This is the test suite for array libraries adopting the Python Array API standard.
Note the suite is still a work in progress. Feedback and contributions are welcome!
Currently we pin the Array API specification repo array-api
as a git submodule. This might change in the future to better support vendoring
use cases (see #107),
but for now be sure submodules are pulled too, e.g.
$ git submodule update --init
To run the tests, install the testing dependencies.
$ pip install -r requirements.txt
Ensure you have the array library that you want to test installed.
You need to specify the array library to test. It can be specified via the
ARRAY_API_TESTS_MODULE
environment variable, e.g.
$ export ARRAY_API_TESTS_MODULE=numpy.array_api
Alternately, change the array_module
variable in array_api_tests/_array_module.py
line, e.g.
- array_module = None
+ import numpy.array_api as array_module
Simply run pytest
against the array_api_tests/
folder to run the full suite.
$ pytest array_api_tests/
The suite tries to logically organise its tests. pytest
allows you to only run
a specific test case, which is useful when developing functions.

- _ENTRIES SUPPLIED_:
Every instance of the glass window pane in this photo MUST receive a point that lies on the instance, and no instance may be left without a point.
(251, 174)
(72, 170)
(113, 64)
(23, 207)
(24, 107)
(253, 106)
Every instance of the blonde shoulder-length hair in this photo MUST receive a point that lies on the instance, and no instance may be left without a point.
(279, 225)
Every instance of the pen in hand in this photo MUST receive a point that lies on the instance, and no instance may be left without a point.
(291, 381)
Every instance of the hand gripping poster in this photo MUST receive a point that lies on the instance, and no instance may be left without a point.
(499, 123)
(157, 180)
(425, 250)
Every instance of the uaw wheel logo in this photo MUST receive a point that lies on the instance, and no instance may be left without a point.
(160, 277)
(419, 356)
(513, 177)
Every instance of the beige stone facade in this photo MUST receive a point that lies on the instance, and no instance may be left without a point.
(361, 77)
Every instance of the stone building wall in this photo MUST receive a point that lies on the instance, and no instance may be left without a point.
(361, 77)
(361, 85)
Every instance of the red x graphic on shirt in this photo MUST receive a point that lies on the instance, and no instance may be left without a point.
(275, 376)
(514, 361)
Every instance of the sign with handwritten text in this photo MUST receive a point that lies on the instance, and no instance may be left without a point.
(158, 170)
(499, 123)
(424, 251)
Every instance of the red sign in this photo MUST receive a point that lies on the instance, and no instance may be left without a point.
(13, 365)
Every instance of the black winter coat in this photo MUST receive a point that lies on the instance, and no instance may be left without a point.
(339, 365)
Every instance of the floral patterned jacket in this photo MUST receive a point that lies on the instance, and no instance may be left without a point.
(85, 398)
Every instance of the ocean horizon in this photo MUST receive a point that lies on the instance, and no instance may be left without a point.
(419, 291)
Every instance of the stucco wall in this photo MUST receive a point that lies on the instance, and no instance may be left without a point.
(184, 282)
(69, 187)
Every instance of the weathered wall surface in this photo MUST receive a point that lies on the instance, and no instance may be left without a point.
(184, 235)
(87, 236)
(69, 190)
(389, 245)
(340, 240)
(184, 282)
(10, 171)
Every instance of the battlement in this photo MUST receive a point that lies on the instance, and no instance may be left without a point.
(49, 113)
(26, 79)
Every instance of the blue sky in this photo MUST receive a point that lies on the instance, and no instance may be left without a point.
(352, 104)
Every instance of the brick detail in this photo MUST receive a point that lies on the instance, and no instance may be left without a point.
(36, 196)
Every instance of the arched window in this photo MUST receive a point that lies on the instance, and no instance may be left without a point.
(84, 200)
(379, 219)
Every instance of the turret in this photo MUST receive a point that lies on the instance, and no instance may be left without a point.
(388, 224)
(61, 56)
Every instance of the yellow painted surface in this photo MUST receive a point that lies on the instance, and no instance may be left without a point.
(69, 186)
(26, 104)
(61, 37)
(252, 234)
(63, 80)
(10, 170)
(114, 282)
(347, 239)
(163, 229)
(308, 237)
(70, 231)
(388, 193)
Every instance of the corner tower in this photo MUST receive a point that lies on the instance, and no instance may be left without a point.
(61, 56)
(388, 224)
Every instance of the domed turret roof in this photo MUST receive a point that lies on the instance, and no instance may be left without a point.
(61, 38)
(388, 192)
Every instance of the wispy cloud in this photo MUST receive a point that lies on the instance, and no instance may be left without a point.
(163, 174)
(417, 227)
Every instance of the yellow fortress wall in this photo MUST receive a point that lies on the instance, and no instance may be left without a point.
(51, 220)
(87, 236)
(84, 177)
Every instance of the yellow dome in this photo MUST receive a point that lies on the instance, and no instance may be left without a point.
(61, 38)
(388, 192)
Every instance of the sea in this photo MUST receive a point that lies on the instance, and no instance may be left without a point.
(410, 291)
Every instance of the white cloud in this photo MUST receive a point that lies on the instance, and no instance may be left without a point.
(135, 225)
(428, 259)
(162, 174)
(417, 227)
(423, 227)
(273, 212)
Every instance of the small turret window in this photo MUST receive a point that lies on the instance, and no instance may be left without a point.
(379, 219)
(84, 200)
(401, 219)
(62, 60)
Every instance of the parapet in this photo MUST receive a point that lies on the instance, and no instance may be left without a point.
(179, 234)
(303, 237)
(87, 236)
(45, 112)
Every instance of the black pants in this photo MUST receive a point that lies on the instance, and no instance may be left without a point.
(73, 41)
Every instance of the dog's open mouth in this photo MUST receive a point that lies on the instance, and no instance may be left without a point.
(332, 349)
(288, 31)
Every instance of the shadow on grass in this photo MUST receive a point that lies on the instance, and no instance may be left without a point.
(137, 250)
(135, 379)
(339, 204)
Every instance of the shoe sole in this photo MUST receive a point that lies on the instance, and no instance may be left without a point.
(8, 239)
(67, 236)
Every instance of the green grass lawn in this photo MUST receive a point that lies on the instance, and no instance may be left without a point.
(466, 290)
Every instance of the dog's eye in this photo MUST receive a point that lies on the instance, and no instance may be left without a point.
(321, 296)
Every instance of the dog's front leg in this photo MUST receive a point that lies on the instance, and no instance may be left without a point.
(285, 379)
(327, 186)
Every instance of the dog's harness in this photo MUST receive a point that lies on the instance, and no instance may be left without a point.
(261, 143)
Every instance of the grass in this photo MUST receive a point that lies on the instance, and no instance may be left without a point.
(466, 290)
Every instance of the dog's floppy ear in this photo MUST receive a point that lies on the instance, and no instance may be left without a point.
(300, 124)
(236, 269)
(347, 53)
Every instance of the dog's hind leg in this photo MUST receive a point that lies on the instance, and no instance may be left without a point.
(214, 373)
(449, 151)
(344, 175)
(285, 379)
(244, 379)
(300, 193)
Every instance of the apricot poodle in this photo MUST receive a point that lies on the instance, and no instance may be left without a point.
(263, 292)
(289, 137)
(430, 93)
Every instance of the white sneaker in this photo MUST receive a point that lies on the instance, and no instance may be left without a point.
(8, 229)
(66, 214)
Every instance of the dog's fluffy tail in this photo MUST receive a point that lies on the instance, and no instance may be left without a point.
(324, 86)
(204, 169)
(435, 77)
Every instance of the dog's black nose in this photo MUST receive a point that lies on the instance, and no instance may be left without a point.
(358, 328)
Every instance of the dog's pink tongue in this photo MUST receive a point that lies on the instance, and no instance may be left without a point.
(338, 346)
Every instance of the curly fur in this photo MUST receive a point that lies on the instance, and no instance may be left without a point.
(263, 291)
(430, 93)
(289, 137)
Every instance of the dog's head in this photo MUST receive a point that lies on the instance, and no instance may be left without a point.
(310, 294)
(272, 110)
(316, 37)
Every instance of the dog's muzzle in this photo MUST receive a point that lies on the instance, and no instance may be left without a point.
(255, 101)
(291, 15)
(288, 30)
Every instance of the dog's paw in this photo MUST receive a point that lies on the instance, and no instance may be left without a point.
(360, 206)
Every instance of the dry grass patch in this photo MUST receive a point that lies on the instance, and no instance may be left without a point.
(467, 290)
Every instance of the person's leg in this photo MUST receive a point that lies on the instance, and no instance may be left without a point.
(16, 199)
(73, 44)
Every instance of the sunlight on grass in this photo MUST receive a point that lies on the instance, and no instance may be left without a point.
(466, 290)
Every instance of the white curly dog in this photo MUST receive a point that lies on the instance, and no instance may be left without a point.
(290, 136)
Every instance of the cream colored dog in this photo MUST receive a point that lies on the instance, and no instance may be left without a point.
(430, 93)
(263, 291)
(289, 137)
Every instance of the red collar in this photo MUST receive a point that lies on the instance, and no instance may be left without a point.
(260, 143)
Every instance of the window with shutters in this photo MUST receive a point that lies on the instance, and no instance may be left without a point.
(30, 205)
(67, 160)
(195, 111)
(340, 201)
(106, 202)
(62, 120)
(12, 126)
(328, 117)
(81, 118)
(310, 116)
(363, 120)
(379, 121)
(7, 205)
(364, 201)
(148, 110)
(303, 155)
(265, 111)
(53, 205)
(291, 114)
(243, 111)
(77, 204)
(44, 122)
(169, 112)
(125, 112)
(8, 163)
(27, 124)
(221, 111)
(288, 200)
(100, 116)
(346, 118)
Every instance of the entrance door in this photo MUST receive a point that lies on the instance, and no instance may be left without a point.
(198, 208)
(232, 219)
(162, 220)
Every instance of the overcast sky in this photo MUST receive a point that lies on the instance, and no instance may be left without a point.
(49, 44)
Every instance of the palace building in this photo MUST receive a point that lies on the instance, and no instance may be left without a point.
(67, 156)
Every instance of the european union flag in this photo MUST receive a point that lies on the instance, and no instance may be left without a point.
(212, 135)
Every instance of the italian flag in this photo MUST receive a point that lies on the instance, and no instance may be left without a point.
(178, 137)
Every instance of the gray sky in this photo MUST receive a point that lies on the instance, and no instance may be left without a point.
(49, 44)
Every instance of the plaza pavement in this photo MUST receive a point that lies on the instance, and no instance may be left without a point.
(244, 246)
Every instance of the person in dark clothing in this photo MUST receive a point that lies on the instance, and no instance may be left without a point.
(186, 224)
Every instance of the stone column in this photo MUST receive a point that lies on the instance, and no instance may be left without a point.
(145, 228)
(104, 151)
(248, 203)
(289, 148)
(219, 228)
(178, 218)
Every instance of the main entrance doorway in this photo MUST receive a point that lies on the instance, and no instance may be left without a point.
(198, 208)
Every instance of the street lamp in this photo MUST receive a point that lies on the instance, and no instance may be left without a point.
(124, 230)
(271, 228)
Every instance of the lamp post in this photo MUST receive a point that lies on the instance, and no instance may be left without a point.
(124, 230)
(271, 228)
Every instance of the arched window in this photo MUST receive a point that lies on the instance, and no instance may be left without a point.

- _WHAT TO WORK ON_:
a - Duplicate the part of the Array API test suite page from "Note the suite" to "environment variable, e.g.".
b - On the Array API test suite page, which environment variable can be set to choose the array library to test?

- _TASK-BY-TASK ANSWERS_:
a -
Note the suite is still a work in progress. Feedback and contributions are welcome!
Currently we pin the Array API specification repo array-api
as a git submodule. This might change in the future to better support vendoring
use cases (see #107),
but for now be sure submodules are pulled too, e.g.
$ git submodule update --init
To run the tests, install the testing dependencies.
$ pip install -r requirements.txt
Ensure you have the array library that you want to test installed.
You need to specify the array library to test. It can be specified via the
ARRAY_API_TESTS_MODULE
environment variable, e.g.

b - ARRAY_API_TESTS_MODULE